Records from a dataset

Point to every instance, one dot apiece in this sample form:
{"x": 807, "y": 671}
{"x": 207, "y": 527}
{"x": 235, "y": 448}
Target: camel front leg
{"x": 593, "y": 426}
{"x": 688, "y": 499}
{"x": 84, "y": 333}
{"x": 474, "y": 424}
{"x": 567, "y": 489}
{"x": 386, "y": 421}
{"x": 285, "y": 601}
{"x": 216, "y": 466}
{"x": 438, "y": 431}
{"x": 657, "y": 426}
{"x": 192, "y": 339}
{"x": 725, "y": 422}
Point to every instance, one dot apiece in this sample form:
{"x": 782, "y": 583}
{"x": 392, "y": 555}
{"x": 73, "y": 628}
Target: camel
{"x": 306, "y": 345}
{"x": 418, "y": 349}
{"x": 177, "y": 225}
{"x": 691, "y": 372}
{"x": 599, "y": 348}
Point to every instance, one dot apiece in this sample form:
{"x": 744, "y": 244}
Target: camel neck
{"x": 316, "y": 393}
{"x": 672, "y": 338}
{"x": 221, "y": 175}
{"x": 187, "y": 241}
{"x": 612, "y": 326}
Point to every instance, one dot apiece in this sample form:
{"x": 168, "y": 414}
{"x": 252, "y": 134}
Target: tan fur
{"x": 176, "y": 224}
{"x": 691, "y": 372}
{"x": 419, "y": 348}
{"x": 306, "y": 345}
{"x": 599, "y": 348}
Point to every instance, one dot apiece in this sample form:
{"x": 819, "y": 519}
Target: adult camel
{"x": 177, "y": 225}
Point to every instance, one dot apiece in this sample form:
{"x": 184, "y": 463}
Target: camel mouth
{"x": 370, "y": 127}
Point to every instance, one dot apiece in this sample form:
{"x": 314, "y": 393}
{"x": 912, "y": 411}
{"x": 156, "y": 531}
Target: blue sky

## Written request
Write out the entire listing exactly.

## Worked solution
Point to every instance, one dot apiece in this sample form:
{"x": 807, "y": 671}
{"x": 207, "y": 527}
{"x": 235, "y": 448}
Target: camel front leg
{"x": 593, "y": 426}
{"x": 688, "y": 499}
{"x": 84, "y": 333}
{"x": 474, "y": 424}
{"x": 567, "y": 489}
{"x": 386, "y": 421}
{"x": 285, "y": 601}
{"x": 216, "y": 466}
{"x": 438, "y": 431}
{"x": 657, "y": 426}
{"x": 192, "y": 339}
{"x": 725, "y": 422}
Point to every instance, one dot apiece in this sample form:
{"x": 782, "y": 583}
{"x": 392, "y": 555}
{"x": 73, "y": 628}
Target: camel
{"x": 306, "y": 345}
{"x": 418, "y": 349}
{"x": 177, "y": 225}
{"x": 691, "y": 372}
{"x": 599, "y": 348}
Point to every instance, one dot apiece in this sample form:
{"x": 744, "y": 244}
Target: camel neck
{"x": 316, "y": 393}
{"x": 672, "y": 338}
{"x": 221, "y": 175}
{"x": 187, "y": 241}
{"x": 612, "y": 326}
Point to every instance, one dot apiece in this sample form:
{"x": 168, "y": 414}
{"x": 252, "y": 134}
Target: tan fur
{"x": 176, "y": 224}
{"x": 691, "y": 372}
{"x": 419, "y": 348}
{"x": 306, "y": 345}
{"x": 599, "y": 348}
Point to every instance, one dot apiece in this sample form:
{"x": 819, "y": 519}
Target: adult camel
{"x": 177, "y": 225}
Point to every instance, one dot apiece in this sample form:
{"x": 184, "y": 463}
Target: camel mouth
{"x": 370, "y": 127}
Point to every instance, one dot apiece in this sample form:
{"x": 314, "y": 393}
{"x": 912, "y": 411}
{"x": 156, "y": 531}
Target: blue sky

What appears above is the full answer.